Problem to solve: Please retype all the data below exactly, line for line.

Data for the task:

=== Section Start ===

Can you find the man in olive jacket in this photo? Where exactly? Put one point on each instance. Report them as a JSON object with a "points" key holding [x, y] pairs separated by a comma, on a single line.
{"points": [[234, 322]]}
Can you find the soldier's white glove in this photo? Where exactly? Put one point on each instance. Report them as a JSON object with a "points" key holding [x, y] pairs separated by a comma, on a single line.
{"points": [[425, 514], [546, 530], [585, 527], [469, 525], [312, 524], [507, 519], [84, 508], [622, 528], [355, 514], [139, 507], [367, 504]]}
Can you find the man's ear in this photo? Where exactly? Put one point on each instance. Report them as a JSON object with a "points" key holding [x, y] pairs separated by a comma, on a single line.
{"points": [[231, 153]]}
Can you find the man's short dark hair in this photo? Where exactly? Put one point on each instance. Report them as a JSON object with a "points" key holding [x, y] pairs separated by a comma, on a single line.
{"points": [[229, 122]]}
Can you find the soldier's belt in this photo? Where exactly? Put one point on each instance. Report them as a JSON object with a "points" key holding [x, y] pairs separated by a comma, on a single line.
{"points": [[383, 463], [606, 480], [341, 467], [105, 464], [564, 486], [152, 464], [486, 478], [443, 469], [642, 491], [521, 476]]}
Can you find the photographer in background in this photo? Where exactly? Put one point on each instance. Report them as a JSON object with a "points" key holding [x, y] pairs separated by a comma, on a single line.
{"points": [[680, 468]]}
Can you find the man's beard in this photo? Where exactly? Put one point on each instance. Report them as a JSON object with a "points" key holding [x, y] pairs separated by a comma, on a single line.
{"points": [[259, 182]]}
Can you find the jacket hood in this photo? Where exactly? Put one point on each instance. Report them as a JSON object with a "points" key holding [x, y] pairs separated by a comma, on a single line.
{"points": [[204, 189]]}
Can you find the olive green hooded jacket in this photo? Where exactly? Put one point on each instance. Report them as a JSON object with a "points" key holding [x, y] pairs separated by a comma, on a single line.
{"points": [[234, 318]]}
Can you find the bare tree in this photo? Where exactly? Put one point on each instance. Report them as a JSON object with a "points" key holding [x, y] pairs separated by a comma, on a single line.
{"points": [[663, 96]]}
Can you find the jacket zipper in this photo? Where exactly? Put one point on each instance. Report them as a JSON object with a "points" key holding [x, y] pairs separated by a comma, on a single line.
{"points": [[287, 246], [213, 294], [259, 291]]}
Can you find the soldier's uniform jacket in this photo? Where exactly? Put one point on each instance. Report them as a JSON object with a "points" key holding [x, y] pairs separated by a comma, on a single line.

=== Section End ===

Exercise result:
Can you find the man in olive jacket in this photo? Where exactly? Put one point on each instance. Report them as a JSON object with a "points" key holding [x, y] pairs separated by a comma, on a single line.
{"points": [[234, 322]]}
Can you find the soldier's white glove in this photo? Where exactly? Put one point on each instance. Report them as a JSON object with a "points" key holding [x, y] pairs separated by a comma, on a single line.
{"points": [[425, 514], [546, 530], [585, 527], [469, 525], [312, 524], [507, 519], [84, 508], [622, 528], [355, 514], [139, 507], [367, 504]]}
Can you find the man's ear in this photo? Where exactly? Put one point on each instance. Report them as a JSON object with a "points" key holding [x, y] pairs separated by a comma, on a single line.
{"points": [[231, 153]]}
Can you find the man's short dark hair in this photo? Where exactly? Put one point on each instance. Report them as a JSON object with a "points" key holding [x, y] pairs separated by a comma, on a single line.
{"points": [[229, 122]]}
Can you find the soldier's belt in this photo? Where exactly? Put one point on each instance. Report them as a JSON object with a "points" key holding [x, y] pairs separated by a comma, on a single line.
{"points": [[383, 463], [606, 480], [341, 467], [105, 464], [564, 486], [152, 464], [486, 478], [443, 469], [642, 491], [521, 476]]}
Can you find the photographer in background in this photo? Where exactly? Put one point on each instance. Report them as a JSON object with a "points" key holding [x, y] pairs separated by a comma, on a single line.
{"points": [[680, 468]]}
Can you find the man's beard in this photo? Where exactly? Put one point on each instance. Report them as a JSON object with a "points" key holding [x, y] pairs separated by a comma, on a single line.
{"points": [[259, 182]]}
Can you find the jacket hood in this photo? Where exactly? Put one point on each instance. Report them as a JSON object with a "points" key holding [x, y] pairs separated by a comma, on a single line.
{"points": [[204, 189]]}
Can you find the olive green hooded jacket in this photo? Where exactly? Put one point on each instance. Report them as a JSON object with a "points" key holding [x, y] pairs separated by a comma, on a single line.
{"points": [[234, 318]]}
Can you find the bare tree in this photo? Where exactly? Put one point on each instance. Report them as a JSON object with a "points" key holding [x, y] pairs separated by a comma, on a single line.
{"points": [[663, 96]]}
Can you find the jacket zipper in this photo? Where exactly? Put one point on each instance. Report them as a JSON object with a "points" key holding [x, y] pairs separated by a comma, on a single line.
{"points": [[287, 246], [213, 294], [259, 291]]}
Can you find the soldier's uniform jacket in this photo? Where exactly? Put one point on each instance. Report them as a JSON object with a "points" key holding [x, y] pairs separated by a comma, on a single line.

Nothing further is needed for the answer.